** EXERCISE INPUT **
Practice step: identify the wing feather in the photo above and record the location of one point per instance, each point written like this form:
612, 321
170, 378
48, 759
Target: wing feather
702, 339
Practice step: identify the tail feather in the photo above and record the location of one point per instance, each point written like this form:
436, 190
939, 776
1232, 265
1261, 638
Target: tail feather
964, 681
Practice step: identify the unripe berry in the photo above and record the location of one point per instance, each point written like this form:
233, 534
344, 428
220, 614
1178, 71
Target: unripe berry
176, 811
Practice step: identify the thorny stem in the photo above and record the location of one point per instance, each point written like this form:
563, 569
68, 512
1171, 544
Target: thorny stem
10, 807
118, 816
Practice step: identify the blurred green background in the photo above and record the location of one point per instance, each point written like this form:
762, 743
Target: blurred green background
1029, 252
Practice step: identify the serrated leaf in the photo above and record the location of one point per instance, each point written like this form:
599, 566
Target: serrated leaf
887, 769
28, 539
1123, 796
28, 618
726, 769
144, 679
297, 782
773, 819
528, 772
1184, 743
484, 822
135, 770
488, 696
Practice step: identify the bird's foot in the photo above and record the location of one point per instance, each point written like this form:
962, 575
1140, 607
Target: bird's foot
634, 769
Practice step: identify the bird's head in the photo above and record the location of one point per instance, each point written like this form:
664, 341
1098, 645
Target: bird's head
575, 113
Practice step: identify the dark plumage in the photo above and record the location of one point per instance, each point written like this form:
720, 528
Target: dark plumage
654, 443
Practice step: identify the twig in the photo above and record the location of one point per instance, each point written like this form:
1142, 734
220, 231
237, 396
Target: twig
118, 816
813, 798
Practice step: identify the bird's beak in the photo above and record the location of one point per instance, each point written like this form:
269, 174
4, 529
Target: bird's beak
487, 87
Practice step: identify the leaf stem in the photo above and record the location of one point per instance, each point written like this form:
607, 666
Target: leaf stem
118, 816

** INSTRUCTIONS TO FOLLOW **
Rewrite all of the data above with "Practice step" changed to "Exercise step" everywhere, leaving everything else as it is.

** SOLUTION TO THE PROBLEM **
Exercise step: identify the wing feather in the photo above and record the location of one point per instance, each point written like this form:
612, 321
170, 378
48, 759
Target: wing feather
702, 339
Exercise step: identify the tail feather in the photo above and record the location of one point per instance, each point written like this form:
436, 190
939, 776
1232, 265
1261, 638
Target: tail feather
964, 681
Exercise step: identify the unripe berry in the photo above and record the location of one point per instance, each point written like this form:
233, 534
344, 428
220, 614
1178, 71
Target: unripe berry
176, 811
Exercise step: identify the thorny stem in the photo above and record the location of one point per instance, each point written like this form:
563, 569
68, 512
1171, 544
Target: thorny stem
10, 807
118, 816
Exercise step: identify the blurred green background in the photo above and record the location of one point per instance, each point written like this form:
762, 743
Target: blurred green background
1029, 252
Exercise step: identify the serrated leaf in the photo above and record the location of one point per instance, each point written like this form:
599, 566
Target: serrated leaf
887, 769
28, 539
1123, 796
28, 618
726, 769
144, 679
297, 782
773, 819
528, 772
1184, 743
484, 822
135, 770
488, 696
Exercise step: identify the bird's foot in the photo above and record the location of one point per instance, each point written like this form:
962, 575
1140, 607
Target: bird's foot
634, 769
Exercise step: identify the bird's head in the photo above and record the location of one point per instance, each point written like this form:
664, 341
1098, 645
Target: bird's head
575, 113
Exercise step: identify the dark plumage in the photo above and record the location of one point per instance, each point written like this form:
720, 528
Target: dark plumage
654, 443
Exercise step: identify the twig in the photo above and record the location of one point per instance, each point written like this form:
1142, 734
220, 231
237, 396
Target: twig
118, 816
813, 798
Exercise step: identify the bird's beak in the photo above and record the location of one point per instance, each point written like this form:
269, 174
4, 529
Target: bird's beak
487, 87
Exercise step: identify the leaf stem in the photo above and record the location of one point per instance, each point written like this form:
607, 666
Target: leaf stem
118, 816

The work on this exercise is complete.